Shape labeling records:
###
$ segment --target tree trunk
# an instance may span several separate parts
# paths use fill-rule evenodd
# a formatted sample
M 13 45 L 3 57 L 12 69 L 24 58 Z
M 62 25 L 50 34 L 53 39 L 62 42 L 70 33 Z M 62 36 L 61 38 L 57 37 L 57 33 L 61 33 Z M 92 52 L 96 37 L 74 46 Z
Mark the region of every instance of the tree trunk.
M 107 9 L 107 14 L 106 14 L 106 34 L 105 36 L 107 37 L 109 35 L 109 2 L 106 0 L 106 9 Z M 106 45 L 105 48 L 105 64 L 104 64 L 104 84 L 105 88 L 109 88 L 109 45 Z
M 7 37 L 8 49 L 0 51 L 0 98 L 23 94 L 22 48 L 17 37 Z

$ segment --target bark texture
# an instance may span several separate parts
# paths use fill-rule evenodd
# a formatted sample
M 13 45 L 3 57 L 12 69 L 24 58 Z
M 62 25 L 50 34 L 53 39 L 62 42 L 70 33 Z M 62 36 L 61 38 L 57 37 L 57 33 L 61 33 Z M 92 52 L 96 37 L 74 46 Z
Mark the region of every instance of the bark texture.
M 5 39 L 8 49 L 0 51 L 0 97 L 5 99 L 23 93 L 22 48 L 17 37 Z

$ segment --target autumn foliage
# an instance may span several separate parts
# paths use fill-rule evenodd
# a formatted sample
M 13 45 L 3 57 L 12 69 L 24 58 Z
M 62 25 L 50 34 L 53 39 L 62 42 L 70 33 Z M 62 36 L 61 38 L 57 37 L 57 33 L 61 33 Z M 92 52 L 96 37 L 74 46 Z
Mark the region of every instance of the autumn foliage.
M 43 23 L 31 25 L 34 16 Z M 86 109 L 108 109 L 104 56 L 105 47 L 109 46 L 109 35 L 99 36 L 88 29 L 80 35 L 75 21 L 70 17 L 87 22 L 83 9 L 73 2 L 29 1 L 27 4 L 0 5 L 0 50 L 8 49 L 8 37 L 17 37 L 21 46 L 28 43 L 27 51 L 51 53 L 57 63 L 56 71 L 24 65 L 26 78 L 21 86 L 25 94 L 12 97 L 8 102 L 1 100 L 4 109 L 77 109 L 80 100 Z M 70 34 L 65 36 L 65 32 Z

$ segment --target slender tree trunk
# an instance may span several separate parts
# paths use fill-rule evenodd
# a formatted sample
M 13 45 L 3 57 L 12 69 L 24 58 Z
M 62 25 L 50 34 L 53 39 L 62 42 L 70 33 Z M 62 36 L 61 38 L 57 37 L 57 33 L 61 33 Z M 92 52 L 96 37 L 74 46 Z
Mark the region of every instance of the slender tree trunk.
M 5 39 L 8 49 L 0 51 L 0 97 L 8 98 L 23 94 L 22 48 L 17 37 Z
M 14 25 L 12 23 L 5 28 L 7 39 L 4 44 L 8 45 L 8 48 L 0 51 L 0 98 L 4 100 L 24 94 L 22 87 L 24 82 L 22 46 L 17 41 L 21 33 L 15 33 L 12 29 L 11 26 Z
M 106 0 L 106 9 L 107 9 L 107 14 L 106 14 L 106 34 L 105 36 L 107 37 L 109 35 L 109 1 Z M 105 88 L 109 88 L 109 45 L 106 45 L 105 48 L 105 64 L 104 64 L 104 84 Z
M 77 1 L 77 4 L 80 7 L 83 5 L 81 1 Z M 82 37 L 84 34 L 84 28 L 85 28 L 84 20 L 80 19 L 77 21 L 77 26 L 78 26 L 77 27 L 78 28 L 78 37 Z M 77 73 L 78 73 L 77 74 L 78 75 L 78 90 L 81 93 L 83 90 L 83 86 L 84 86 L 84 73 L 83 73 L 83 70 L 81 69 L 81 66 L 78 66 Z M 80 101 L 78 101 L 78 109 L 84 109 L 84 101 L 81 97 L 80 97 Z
###
Goal => In the lines above, swap "every instance" for "each instance" everywhere it occurs and leave the rest unchanged.

Result of this exercise =>
$ segment --target tree trunk
# an instance may span several separate parts
# paths use fill-rule evenodd
# a formatted sample
M 13 45 L 3 57 L 12 69 L 24 58 Z
M 62 25 L 50 34 L 53 39 L 62 42 L 70 33 Z M 62 36 L 61 38 L 57 37 L 57 33 L 61 33 Z M 92 52 L 96 37 L 74 46 Z
Mark the region of each instance of the tree trunk.
M 107 9 L 107 14 L 106 14 L 106 34 L 105 36 L 107 37 L 109 35 L 109 2 L 106 0 L 106 9 Z M 106 45 L 105 48 L 105 64 L 104 64 L 104 84 L 105 88 L 109 88 L 109 45 Z
M 7 37 L 8 49 L 0 51 L 0 98 L 23 94 L 22 48 L 17 37 Z

$ segment --target bark texture
# an instance may span several separate parts
# paths use fill-rule evenodd
# a formatted sample
M 13 45 L 3 57 L 12 69 L 24 58 Z
M 62 25 L 50 34 L 53 39 L 62 42 L 70 33 Z M 62 36 L 61 38 L 57 37 L 57 33 L 61 33 Z M 92 52 L 96 37 L 74 46 Z
Mark the region of each instance of the bark texture.
M 5 39 L 8 49 L 0 51 L 0 97 L 5 99 L 23 93 L 22 48 L 17 37 Z

$ segment --target autumn foliage
# an instance may span several separate parts
# paths use fill-rule evenodd
# a formatted sample
M 13 45 L 3 57 L 12 69 L 24 58 Z
M 62 25 L 50 34 L 53 39 L 62 42 L 70 33 Z M 62 36 L 61 38 L 57 37 L 57 33 L 61 33 Z M 92 52 L 96 37 L 74 46 Z
Mark the region of each instance of the autumn foliage.
M 43 23 L 31 25 L 34 16 Z M 86 109 L 108 109 L 104 56 L 105 47 L 109 46 L 109 35 L 99 36 L 88 29 L 80 35 L 75 21 L 70 17 L 87 22 L 83 9 L 73 2 L 29 1 L 27 4 L 0 5 L 0 50 L 8 49 L 8 37 L 17 37 L 21 46 L 28 43 L 27 51 L 51 53 L 57 63 L 56 71 L 24 65 L 26 78 L 21 86 L 25 94 L 12 97 L 8 102 L 1 100 L 4 109 L 77 109 L 80 100 Z M 70 34 L 65 36 L 65 32 Z

$ segment --target slender tree trunk
# an instance may span several separate parts
# paths use fill-rule evenodd
# a formatted sample
M 13 45 L 3 57 L 12 69 L 24 58 Z
M 62 25 L 50 34 L 53 39 L 62 42 L 70 33 Z M 62 36 L 61 38 L 57 37 L 57 33 L 61 33 Z M 92 52 L 96 37 L 74 46 Z
Mark the region of each instance of the slender tree trunk.
M 5 39 L 8 49 L 0 51 L 0 97 L 8 98 L 23 94 L 22 48 L 17 37 Z
M 14 25 L 12 23 L 5 28 L 7 39 L 4 44 L 8 45 L 8 48 L 0 51 L 0 98 L 4 100 L 24 94 L 22 87 L 24 82 L 22 46 L 17 41 L 21 33 L 15 33 L 12 29 L 11 26 Z
M 106 0 L 106 9 L 107 9 L 107 14 L 106 14 L 106 34 L 105 36 L 107 37 L 109 35 L 109 1 Z M 105 88 L 109 88 L 109 45 L 106 45 L 105 48 L 105 64 L 104 64 L 104 84 Z
M 77 1 L 77 4 L 80 7 L 83 5 L 81 1 Z M 82 37 L 84 34 L 84 28 L 85 28 L 84 20 L 80 19 L 77 21 L 77 26 L 78 26 L 77 27 L 78 28 L 78 37 Z M 77 73 L 78 73 L 77 74 L 78 75 L 78 90 L 81 93 L 83 90 L 83 86 L 84 86 L 84 73 L 83 73 L 83 70 L 81 69 L 81 66 L 78 66 Z M 80 101 L 78 101 L 78 109 L 84 109 L 84 101 L 81 97 L 80 97 Z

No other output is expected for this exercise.